The European Medicines Agency (EMA) and the European Commission have released further guidance to help pharmaceutical companies prepare for the United Kingdom’s (UK’s) withdrawal from the European Union (EU).
This guidance is an updated version of the initial questions-and-answers (Q&As) document that was published at the end of May 2017. Updates are marked with ‘NEW’ and provide additional information on how the UK leaving the EU will affect marketing applications and authorisations for different types of medicinal products, such as generic, hybrid and biosimilar medicines.
The guidance notes that “Generic/hybrid applications for which marketing authorisations will be granted after 29 March 2019 should refer to a reference medicinal product (RefMP) that is or has been authorised in an EU-27 Member State or a contracting state of the European Economic Area (EEA).”
Information regarding whether medicinal products used in bioequivalence studies can be sourced in the UK is noted in the guidance. Bioequivalence studies that have been conducted with a medicinal product sourced in the UK can be used in generic/hybrid marketing authorisation applications only if the marketing authorisation for that application will be granted before 30 March 2019.

> What this task involves:
Rewrite the part of the text on the UK's withdrawal from the EU that opens with "The European Medicines" and closes with "European Union (EU).", swapping "pharmaceutical companies" for "drug makers".

> Supplied information:
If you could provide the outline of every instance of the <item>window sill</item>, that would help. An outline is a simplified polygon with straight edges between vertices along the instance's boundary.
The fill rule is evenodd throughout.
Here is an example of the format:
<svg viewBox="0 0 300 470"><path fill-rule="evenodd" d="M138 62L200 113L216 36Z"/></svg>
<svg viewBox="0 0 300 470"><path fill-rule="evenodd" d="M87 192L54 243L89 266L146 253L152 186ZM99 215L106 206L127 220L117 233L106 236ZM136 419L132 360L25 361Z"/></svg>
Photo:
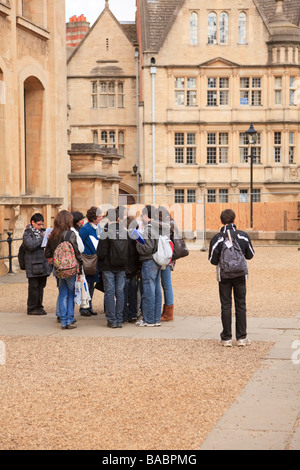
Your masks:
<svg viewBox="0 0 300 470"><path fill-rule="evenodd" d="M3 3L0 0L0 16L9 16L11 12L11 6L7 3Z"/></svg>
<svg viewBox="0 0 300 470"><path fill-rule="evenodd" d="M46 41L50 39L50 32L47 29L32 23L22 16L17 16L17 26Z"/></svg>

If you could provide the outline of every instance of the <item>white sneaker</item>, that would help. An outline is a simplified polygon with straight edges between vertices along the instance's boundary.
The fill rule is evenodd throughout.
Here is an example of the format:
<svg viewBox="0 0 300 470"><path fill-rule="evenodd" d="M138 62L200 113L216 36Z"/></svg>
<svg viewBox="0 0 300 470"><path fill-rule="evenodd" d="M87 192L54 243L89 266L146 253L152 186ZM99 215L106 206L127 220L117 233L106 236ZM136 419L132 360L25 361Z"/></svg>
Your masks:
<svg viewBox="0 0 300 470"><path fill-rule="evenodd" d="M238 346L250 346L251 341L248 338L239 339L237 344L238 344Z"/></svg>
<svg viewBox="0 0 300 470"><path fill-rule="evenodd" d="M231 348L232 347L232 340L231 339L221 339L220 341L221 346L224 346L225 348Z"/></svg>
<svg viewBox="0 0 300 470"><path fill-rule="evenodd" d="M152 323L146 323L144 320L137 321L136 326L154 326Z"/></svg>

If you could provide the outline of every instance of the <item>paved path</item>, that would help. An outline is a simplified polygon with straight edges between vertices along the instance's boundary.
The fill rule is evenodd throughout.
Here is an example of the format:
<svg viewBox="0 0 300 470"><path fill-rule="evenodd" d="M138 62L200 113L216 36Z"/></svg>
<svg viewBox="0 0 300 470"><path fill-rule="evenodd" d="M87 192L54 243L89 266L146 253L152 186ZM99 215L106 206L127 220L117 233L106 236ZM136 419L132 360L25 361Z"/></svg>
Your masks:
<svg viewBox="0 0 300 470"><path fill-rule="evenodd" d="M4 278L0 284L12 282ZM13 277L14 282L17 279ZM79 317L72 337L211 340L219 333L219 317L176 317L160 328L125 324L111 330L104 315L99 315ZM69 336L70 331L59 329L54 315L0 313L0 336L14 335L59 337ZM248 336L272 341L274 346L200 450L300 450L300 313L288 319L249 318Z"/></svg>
---
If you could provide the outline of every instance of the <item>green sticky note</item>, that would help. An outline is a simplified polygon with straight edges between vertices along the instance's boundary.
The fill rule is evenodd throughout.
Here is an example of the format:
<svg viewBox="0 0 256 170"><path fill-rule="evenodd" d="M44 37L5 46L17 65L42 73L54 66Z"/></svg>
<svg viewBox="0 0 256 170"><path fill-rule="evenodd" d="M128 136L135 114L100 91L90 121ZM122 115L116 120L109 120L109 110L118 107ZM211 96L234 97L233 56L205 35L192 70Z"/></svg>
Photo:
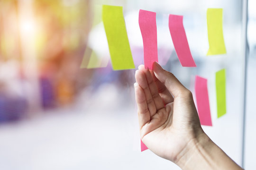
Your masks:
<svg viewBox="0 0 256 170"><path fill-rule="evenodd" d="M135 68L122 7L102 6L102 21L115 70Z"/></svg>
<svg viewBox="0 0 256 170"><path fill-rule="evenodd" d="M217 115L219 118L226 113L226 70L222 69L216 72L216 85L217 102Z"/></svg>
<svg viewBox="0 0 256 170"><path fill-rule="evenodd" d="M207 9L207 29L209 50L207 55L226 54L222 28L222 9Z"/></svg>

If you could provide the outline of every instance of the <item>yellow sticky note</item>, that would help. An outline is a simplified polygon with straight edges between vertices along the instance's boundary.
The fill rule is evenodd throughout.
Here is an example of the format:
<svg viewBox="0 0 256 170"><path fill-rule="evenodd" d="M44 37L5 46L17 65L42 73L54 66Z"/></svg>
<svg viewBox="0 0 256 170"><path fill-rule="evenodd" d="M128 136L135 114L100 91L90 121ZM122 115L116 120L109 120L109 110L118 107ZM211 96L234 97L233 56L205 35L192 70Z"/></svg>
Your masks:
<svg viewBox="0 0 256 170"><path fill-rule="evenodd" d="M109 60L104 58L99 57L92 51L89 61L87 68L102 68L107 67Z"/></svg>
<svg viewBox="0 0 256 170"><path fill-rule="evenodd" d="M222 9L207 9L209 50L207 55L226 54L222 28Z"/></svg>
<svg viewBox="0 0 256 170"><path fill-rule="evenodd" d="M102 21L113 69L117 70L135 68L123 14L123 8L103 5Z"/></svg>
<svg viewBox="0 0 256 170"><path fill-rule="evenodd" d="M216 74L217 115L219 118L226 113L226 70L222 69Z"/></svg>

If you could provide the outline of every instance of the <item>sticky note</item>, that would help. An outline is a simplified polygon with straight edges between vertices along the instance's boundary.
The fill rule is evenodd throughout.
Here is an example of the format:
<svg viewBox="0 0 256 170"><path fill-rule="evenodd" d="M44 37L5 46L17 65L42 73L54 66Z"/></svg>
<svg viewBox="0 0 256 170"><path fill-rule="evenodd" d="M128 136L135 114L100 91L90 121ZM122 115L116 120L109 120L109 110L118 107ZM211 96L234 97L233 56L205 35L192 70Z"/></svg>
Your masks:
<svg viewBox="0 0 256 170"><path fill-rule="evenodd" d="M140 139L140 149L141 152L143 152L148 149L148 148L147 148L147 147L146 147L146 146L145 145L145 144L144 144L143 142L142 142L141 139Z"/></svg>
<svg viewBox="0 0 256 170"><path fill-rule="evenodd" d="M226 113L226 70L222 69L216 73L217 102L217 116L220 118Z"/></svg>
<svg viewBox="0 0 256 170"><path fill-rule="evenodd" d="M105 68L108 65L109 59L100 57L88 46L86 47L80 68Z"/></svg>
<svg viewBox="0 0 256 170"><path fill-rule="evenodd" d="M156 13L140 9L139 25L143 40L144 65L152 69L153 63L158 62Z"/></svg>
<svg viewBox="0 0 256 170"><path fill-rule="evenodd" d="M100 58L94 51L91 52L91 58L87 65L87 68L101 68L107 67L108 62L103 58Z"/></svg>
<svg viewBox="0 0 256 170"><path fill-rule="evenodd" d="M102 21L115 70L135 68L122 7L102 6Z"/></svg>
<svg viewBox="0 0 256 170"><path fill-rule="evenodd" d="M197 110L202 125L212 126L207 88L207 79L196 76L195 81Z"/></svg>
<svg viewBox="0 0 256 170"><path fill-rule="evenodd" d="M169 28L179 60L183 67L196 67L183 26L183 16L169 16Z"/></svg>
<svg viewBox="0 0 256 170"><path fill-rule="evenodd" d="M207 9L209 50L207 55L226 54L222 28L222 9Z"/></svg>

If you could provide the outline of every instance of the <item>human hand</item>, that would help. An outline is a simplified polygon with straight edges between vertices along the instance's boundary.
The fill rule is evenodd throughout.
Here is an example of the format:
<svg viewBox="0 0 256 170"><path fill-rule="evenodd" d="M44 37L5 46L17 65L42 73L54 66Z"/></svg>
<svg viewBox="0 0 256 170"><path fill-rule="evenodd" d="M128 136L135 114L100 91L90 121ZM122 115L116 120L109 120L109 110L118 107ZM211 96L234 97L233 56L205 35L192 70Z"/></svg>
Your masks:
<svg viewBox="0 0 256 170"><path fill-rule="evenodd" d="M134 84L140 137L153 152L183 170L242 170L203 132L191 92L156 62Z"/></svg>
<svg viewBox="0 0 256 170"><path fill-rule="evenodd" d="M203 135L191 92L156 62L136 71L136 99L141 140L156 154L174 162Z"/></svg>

> Expected answer:
The European Medicines Agency (EMA) and the European Commission have released further guidance to help drug makers prepare for the United Kingdom’s (UK’s) withdrawal from the European Union (EU).